[Record set]:
________________________________________
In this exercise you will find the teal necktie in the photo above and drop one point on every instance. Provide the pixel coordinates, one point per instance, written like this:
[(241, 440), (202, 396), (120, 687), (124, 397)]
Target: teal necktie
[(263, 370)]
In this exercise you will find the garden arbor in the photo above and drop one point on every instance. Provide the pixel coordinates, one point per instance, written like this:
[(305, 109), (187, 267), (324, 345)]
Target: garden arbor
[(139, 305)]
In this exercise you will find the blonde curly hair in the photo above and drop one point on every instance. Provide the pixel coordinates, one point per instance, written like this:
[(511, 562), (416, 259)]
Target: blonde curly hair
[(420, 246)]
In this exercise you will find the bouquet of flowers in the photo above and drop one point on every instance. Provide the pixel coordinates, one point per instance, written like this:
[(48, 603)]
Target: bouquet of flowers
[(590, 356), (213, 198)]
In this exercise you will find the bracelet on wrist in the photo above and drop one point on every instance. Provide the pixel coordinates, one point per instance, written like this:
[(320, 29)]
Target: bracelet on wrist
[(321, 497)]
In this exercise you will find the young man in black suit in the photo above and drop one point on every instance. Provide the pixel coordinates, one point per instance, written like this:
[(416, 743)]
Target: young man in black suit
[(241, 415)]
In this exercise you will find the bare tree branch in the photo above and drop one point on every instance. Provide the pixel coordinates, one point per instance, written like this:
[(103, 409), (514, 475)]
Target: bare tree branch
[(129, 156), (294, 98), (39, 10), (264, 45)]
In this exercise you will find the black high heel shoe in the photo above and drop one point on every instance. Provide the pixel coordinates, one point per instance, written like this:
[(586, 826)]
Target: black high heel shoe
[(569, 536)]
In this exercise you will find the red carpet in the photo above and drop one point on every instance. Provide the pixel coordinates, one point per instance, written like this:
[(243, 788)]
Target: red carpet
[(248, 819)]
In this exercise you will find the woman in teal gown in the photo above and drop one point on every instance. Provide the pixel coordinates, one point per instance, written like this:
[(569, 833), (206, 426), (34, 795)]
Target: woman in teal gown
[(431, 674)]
________________________________________
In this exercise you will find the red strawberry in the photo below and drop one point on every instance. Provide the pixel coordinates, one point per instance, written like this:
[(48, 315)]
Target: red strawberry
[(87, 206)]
________________________________________
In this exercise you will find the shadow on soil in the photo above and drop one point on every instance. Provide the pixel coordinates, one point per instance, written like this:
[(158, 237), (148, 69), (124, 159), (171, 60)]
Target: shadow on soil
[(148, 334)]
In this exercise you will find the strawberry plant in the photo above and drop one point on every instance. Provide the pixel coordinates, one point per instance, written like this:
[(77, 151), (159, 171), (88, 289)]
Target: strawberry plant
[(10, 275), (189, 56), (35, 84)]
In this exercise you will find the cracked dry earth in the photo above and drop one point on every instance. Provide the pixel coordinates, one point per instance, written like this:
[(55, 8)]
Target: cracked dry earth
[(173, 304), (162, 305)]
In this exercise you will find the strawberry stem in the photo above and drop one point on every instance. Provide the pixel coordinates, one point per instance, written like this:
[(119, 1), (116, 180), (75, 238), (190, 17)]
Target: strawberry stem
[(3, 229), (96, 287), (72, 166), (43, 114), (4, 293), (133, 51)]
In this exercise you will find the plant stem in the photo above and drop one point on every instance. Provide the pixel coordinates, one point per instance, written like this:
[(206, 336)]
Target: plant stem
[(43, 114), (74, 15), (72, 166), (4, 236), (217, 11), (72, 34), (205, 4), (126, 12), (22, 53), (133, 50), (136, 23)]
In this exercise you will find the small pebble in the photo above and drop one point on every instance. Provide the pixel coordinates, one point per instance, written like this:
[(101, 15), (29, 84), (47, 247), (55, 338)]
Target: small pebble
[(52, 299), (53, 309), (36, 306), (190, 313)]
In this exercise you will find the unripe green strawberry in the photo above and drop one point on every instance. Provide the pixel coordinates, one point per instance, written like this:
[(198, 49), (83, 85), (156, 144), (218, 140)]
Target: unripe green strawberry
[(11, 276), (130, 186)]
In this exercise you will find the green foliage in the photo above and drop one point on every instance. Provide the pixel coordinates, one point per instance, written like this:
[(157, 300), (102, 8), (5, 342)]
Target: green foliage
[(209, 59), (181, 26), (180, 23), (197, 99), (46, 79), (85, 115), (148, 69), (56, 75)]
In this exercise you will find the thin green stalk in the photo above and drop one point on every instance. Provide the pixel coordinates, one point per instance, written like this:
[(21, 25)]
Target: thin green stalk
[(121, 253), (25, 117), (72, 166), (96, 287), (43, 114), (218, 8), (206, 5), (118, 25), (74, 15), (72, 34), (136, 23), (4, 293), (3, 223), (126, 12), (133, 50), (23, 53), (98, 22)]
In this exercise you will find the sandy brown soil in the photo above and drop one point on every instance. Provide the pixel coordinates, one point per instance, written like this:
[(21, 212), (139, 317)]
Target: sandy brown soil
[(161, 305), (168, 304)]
________________________________________
[Job]:
Retype the lines of the listing from the one containing "In this exercise you will find the red carpet" through the one containing "[(431, 674)]", both included. Copy them character for character.

[Answer]:
In this exercise you will find the red carpet in the photo above and drop one point on every instance. Provide the pixel coordinates, one point per instance, written like this:
[(243, 788)]
Target: red carpet
[(248, 819)]
In this exercise you will find the woman in teal gown in the photo above and drop one point on every instance. Provide the pixel coordinates, one point per instance, written like this:
[(569, 833), (206, 426), (34, 795)]
Target: woman in teal gown
[(431, 674)]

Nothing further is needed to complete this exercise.